• _WHAT YOU NEED TO DO_
Can you retype every one of the records below word for word, leaving the pictures out?

** begin DATA PROVIDED **

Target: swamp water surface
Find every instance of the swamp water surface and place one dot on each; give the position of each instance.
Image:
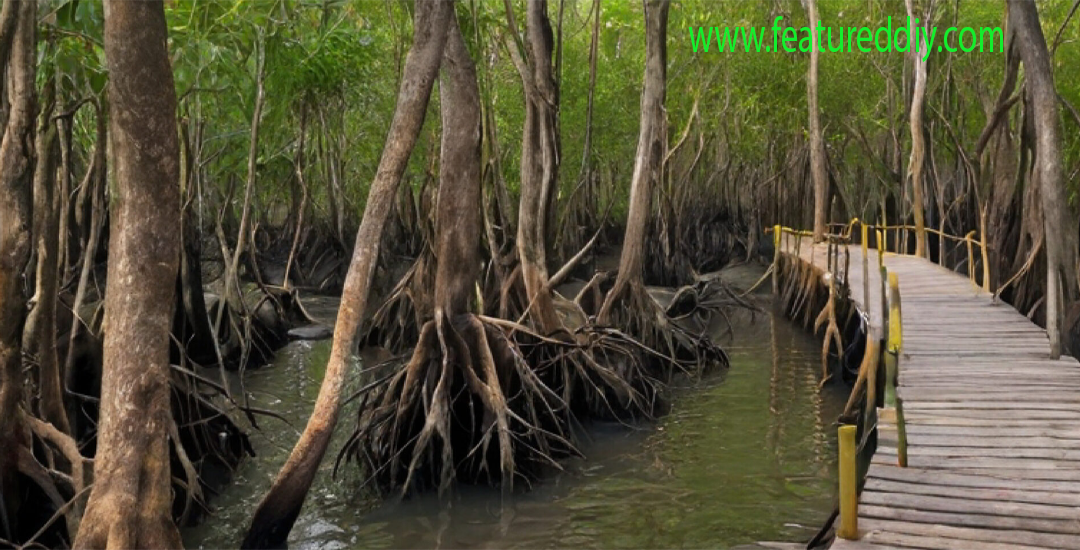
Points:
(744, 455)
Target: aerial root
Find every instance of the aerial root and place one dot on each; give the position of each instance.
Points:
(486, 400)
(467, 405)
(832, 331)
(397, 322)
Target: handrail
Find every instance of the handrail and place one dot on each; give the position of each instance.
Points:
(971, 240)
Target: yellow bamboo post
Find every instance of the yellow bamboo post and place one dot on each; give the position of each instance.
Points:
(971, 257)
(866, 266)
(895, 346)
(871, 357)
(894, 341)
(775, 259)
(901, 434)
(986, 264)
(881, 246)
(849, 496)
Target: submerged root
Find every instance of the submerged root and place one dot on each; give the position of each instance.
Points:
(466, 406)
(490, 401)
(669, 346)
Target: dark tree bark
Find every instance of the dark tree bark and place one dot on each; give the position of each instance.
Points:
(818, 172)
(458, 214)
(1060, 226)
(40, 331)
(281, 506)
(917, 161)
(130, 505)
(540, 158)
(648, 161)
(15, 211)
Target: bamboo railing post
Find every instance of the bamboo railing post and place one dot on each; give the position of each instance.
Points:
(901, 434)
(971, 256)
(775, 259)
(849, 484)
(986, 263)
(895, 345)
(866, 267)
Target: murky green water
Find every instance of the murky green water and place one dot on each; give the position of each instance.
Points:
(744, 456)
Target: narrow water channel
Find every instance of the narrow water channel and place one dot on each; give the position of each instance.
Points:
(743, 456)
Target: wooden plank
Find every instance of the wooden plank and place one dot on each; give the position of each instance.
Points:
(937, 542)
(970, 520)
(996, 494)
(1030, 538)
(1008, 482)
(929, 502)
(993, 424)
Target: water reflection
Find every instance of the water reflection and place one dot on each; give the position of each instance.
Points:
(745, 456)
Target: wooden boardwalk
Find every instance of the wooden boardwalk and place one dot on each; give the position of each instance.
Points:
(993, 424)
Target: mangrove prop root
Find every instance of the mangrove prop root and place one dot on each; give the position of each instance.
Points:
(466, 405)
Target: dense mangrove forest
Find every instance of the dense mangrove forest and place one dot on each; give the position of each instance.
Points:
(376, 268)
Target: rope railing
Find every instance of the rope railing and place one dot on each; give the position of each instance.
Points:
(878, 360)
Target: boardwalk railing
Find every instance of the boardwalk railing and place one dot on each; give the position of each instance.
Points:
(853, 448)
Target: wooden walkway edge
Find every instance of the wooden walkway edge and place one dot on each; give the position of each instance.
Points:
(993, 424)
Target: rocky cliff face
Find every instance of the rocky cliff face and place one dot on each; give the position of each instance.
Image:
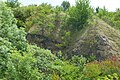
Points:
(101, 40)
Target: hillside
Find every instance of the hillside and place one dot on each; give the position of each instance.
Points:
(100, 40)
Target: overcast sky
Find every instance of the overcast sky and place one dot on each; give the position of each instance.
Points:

** end DATA PROVIDED **

• _WRITTEN SOLUTION_
Target: swamp water surface
Find every instance of the swamp water surface and place one dot on each; give the position of each instance.
Image:
Points:
(744, 455)
Target: aerial root
Find every instance of the aerial root and place one dot on each; give the position of each instance.
Points:
(486, 400)
(467, 405)
(832, 331)
(397, 322)
Target: handrail
Find every instance of the handrail and place one dot on each; give the position of each instance.
Points:
(971, 240)
Target: yellow bamboo post
Find every instance of the yellow bamboo post and place one dot on each; give the position of each instance.
Points:
(971, 257)
(866, 266)
(895, 346)
(871, 357)
(894, 341)
(775, 259)
(901, 434)
(986, 264)
(881, 246)
(849, 496)
Target: submerged root
Find every instance of the submerged root and place one dot on each; give the position of each instance.
Points:
(466, 406)
(490, 401)
(669, 346)
Target: dark tree bark
Find every instance of the dark tree bark and place one dot on each; give the position of each instance.
Points:
(818, 172)
(458, 214)
(1060, 226)
(40, 331)
(281, 506)
(917, 161)
(130, 505)
(540, 158)
(648, 161)
(15, 211)
Target: bamboo railing post
Find every instance of the bamboo railing post and place one dot on each; give the position of each instance.
Points:
(901, 434)
(971, 256)
(775, 259)
(849, 484)
(986, 263)
(895, 345)
(866, 267)
Target: murky green water
Find every instance of the murky green water and place one dot on each; give the position of each instance.
Points:
(744, 456)
Target: narrow water channel
Find every instance of the narrow water channel and place one dot on each; give the position of each instance.
Points:
(743, 456)
Target: wooden plank
Find every instance of the wooden plank and place one dot on each; give the position of each instance.
Points:
(937, 542)
(970, 520)
(996, 494)
(1030, 538)
(1008, 482)
(929, 502)
(993, 424)
Target: water reflection
Find every instance of the water reflection and place one dot on each; give the position of each instance.
Points:
(745, 456)
Target: wooden boardwalk
Find every instance of the wooden boardwalk and place one dot on each; give the position of each instance.
Points:
(993, 424)
Target: mangrove prop root
Find every instance of the mangrove prop root and place one dot on each; give the position of each instance.
Points:
(466, 405)
Target: dense mangrove forest
Find every instance of the dense mangrove forest and place one dot on each; give the position of each instance.
Points:
(376, 268)
Target: rope railing
Find every instance of the rope railing and place one dot on each; give the position of each instance.
Points:
(878, 360)
Target: boardwalk railing
Find every instance of the boardwalk railing and place one dot on each; give the position of each instance.
Points:
(853, 448)
Target: wooden walkway edge
Find every instance of the wooden walkway edge and place one dot on each; give the position of each instance.
Points:
(993, 424)
Target: rocky cliff face
Find every instance of the rocky cliff face and place one dot on each; give the position of each instance.
Image:
Points:
(101, 40)
Target: hillside
Find every instance of the hillside and place one dot on each; give the position of each instance.
Points:
(100, 40)
Target: overcast sky
Find every instance of the overcast sky and place one dot on each; give the position of each instance.
Points:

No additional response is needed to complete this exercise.